(Task brief): Every line from the one with "Where can you see the bare" to the end of the data needs to be copied exactly, and no line before it.

(Material for the task):
::::

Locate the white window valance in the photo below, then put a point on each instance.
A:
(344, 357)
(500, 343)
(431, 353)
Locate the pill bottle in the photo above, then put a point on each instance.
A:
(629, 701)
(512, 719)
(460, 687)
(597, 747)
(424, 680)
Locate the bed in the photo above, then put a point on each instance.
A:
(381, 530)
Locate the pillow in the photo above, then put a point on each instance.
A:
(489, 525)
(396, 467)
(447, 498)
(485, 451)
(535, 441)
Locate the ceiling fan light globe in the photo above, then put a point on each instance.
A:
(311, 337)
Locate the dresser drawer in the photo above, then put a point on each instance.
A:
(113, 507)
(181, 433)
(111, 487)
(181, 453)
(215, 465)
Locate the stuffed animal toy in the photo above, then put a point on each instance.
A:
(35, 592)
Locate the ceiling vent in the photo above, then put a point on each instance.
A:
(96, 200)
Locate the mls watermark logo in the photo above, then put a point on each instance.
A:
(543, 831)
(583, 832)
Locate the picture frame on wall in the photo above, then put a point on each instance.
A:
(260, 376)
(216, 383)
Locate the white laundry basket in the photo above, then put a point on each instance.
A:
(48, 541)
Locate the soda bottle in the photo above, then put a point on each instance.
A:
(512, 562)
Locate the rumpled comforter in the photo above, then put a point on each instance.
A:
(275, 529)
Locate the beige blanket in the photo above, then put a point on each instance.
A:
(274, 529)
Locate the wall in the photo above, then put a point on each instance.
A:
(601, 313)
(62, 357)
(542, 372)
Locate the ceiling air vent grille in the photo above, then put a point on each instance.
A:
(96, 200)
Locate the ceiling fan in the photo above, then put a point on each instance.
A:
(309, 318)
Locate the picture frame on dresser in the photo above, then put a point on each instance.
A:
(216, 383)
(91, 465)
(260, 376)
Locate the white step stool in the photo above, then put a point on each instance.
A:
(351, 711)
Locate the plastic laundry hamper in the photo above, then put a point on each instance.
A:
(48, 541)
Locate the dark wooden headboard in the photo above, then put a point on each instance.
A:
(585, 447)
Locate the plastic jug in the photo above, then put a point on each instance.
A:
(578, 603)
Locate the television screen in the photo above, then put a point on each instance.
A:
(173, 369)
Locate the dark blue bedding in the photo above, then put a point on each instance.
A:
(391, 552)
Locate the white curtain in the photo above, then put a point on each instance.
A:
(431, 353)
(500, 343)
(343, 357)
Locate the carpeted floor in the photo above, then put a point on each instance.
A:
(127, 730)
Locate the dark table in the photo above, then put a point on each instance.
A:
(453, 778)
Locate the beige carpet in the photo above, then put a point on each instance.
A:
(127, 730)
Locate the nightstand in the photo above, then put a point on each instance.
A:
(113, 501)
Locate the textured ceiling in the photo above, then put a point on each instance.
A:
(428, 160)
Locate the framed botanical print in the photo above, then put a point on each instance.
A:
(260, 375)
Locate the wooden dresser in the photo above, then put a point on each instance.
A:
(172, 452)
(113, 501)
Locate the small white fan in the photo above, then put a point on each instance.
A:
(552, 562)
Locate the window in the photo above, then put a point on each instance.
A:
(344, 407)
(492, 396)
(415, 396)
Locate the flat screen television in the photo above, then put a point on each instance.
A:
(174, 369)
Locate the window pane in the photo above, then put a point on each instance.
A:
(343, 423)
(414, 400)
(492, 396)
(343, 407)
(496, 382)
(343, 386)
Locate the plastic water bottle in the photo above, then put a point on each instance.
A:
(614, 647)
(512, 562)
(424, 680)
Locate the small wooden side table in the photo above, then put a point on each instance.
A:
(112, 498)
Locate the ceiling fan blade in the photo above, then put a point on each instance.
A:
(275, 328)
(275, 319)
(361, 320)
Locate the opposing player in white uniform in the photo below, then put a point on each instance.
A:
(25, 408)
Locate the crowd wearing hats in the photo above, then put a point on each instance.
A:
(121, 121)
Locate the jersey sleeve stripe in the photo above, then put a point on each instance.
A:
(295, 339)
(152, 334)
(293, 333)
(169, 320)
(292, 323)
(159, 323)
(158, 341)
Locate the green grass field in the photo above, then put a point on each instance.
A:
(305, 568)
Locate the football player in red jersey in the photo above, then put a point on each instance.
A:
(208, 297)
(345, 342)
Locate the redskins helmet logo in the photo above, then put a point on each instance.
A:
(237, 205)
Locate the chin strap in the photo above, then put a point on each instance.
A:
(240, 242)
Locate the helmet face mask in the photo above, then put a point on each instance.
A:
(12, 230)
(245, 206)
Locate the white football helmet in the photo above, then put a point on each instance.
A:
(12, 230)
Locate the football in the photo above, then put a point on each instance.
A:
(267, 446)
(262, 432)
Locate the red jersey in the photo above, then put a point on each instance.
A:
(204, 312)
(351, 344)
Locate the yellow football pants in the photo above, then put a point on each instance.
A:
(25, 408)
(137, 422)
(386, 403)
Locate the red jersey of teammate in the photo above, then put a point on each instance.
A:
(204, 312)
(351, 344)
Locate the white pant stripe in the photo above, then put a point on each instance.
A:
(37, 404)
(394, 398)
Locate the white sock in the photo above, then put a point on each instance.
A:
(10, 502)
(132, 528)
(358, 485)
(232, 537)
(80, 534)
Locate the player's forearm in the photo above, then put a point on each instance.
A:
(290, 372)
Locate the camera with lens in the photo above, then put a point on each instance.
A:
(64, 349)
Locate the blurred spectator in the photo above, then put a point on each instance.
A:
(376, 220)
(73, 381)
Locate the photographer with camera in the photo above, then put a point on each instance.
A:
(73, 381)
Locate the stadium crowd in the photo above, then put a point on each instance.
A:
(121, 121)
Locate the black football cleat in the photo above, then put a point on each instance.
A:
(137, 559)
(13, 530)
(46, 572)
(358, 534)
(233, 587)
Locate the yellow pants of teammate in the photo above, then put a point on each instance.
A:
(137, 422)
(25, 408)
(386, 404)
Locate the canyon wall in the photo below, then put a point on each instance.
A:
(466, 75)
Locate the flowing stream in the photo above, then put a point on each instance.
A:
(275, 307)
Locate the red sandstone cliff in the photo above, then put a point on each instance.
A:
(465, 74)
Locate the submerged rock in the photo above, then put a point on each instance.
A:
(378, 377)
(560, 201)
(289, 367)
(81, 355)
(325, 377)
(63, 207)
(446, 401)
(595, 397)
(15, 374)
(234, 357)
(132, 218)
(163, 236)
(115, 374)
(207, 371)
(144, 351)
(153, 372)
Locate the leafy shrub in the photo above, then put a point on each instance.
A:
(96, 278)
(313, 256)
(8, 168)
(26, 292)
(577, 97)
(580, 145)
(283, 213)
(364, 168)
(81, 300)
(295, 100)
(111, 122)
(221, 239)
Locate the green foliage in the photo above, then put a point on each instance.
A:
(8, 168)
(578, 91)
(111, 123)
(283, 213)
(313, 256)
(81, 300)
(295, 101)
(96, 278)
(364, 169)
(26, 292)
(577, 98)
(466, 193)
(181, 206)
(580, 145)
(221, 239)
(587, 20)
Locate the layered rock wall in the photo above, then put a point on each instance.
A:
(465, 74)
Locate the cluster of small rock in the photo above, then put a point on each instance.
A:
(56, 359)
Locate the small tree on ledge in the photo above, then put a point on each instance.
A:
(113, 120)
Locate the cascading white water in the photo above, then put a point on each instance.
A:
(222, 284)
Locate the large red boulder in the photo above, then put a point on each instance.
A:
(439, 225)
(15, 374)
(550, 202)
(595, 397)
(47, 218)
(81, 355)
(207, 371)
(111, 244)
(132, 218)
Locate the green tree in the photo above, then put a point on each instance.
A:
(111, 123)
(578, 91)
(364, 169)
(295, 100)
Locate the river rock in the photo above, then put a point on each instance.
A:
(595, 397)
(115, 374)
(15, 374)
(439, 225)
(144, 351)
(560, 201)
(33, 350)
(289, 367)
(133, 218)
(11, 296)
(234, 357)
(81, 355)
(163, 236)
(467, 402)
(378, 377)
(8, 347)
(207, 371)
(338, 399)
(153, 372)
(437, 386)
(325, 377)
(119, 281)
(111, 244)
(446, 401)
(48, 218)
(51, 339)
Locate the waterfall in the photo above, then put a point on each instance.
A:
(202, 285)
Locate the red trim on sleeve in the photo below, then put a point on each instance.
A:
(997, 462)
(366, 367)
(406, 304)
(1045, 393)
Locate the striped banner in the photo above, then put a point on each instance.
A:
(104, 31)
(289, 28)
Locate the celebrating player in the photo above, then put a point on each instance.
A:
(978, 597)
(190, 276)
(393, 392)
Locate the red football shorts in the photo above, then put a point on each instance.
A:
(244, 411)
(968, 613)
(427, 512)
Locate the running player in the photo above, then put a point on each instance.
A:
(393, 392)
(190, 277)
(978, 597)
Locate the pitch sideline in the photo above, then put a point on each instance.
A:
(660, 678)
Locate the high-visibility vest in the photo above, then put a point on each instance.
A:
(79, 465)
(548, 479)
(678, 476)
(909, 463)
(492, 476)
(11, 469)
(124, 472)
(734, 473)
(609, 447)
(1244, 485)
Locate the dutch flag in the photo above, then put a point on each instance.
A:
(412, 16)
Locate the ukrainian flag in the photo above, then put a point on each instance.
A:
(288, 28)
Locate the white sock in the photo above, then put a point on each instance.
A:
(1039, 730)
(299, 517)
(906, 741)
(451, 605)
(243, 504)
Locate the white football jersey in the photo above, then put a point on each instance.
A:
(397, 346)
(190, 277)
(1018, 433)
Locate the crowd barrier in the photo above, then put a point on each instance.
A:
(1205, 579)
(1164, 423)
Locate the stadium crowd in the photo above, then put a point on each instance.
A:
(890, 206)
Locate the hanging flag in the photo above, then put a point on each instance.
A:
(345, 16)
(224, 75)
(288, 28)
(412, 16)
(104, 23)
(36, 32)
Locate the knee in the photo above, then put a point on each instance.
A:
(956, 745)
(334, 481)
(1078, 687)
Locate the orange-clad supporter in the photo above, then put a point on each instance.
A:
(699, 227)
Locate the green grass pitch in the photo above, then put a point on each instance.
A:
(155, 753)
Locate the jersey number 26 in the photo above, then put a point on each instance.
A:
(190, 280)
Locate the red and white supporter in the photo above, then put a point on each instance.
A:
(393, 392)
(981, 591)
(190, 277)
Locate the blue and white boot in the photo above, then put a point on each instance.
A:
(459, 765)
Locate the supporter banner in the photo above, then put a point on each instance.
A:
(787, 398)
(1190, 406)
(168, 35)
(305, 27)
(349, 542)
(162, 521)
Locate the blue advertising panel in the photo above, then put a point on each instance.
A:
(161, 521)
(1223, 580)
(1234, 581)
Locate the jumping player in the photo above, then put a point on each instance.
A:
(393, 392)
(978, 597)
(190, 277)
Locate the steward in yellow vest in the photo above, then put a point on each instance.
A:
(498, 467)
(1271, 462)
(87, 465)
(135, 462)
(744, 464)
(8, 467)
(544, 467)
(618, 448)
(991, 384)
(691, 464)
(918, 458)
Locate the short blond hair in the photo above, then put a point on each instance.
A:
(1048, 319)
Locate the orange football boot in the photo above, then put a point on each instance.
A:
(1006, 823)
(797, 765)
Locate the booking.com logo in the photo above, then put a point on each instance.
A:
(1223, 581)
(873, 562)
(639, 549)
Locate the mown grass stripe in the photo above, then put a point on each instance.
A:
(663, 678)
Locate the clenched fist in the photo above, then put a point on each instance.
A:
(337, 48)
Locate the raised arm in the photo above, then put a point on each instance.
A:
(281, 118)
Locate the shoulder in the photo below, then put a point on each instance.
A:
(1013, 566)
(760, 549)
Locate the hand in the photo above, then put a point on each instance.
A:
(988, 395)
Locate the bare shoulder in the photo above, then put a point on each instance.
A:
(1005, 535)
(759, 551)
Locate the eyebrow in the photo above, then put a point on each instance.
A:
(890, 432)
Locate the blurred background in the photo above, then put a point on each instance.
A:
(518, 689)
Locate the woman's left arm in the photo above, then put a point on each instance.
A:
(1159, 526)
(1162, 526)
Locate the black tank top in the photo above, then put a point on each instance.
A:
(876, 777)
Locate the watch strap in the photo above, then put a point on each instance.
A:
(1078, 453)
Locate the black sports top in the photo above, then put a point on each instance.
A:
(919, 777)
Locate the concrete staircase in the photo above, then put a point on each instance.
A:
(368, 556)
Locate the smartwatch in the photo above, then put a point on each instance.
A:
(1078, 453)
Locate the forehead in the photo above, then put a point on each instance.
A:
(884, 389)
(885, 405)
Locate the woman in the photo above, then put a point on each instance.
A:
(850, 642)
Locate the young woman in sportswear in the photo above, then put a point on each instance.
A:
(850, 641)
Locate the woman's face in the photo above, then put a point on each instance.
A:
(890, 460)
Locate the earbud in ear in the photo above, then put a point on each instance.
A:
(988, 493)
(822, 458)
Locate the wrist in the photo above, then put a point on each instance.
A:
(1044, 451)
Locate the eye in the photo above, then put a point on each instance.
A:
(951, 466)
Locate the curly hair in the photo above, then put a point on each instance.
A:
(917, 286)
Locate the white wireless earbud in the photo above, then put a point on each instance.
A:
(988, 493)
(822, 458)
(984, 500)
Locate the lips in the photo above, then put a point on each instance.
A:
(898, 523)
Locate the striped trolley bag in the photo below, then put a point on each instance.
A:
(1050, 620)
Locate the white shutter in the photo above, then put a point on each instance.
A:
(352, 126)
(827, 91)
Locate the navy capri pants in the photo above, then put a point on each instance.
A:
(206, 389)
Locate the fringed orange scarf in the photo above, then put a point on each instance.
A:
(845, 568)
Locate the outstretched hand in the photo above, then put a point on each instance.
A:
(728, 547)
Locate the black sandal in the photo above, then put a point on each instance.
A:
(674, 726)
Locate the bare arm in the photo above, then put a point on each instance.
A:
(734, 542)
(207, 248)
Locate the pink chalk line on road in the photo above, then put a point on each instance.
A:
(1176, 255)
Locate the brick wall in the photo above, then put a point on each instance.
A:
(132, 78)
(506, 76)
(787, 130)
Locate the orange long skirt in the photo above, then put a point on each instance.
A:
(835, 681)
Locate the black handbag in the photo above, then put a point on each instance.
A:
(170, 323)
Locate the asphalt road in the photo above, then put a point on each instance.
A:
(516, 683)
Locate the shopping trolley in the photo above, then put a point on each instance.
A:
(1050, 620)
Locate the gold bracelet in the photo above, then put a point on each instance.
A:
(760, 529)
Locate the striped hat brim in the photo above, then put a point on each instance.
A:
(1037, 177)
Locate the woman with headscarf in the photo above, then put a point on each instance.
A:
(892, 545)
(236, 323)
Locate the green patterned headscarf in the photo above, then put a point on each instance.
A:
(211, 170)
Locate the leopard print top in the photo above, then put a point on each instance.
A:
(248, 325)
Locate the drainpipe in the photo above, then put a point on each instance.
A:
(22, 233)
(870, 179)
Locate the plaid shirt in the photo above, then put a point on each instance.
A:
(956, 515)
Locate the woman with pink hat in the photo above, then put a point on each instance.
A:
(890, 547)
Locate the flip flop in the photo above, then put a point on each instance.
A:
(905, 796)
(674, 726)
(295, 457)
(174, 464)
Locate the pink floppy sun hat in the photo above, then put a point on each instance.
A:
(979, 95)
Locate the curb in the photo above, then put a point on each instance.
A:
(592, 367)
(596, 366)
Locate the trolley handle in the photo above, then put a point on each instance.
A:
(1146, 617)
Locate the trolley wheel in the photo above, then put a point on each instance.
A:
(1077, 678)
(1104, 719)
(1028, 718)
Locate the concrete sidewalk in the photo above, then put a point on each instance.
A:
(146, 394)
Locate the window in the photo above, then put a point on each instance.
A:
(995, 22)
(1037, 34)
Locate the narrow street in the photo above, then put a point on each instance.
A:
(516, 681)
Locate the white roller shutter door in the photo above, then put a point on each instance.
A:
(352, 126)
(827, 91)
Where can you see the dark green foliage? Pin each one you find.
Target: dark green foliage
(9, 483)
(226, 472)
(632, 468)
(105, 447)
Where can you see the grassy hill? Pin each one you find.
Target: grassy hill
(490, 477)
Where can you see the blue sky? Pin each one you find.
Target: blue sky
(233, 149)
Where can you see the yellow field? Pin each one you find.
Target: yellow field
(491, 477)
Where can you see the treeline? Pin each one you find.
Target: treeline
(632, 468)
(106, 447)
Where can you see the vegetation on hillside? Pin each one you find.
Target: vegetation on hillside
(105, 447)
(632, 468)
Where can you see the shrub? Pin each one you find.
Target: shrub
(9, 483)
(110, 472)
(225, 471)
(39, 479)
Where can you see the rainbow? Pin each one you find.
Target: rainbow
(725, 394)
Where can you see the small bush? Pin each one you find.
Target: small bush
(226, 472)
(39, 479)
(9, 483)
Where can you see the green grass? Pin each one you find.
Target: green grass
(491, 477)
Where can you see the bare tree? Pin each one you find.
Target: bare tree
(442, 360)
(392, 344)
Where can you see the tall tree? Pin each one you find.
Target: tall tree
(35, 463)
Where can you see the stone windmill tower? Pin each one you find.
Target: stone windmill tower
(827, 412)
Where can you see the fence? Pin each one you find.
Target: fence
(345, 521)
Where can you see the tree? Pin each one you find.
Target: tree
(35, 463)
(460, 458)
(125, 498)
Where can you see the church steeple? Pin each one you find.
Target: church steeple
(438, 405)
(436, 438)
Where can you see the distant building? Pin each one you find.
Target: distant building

::::

(Solution for this exercise):
Where can you see the bare tree? Pin each one you find.
Target: bare tree
(442, 360)
(392, 344)
Where can you see the tall tree? Pin each one you find.
Target: tall tree
(35, 463)
Where can you see the stone windmill tower? Pin each one you find.
Target: stone windmill tower
(827, 412)
Where can you see the fence? Pin each one you find.
Target: fence
(345, 521)
Where can you see the tree? Pin each one you find.
Target: tree
(35, 463)
(460, 458)
(125, 498)
Where can you see the church steeple? Pin each one you find.
Target: church steeple
(438, 405)
(436, 438)
Where can you see the distant building? Pin each one you find.
Target: distant building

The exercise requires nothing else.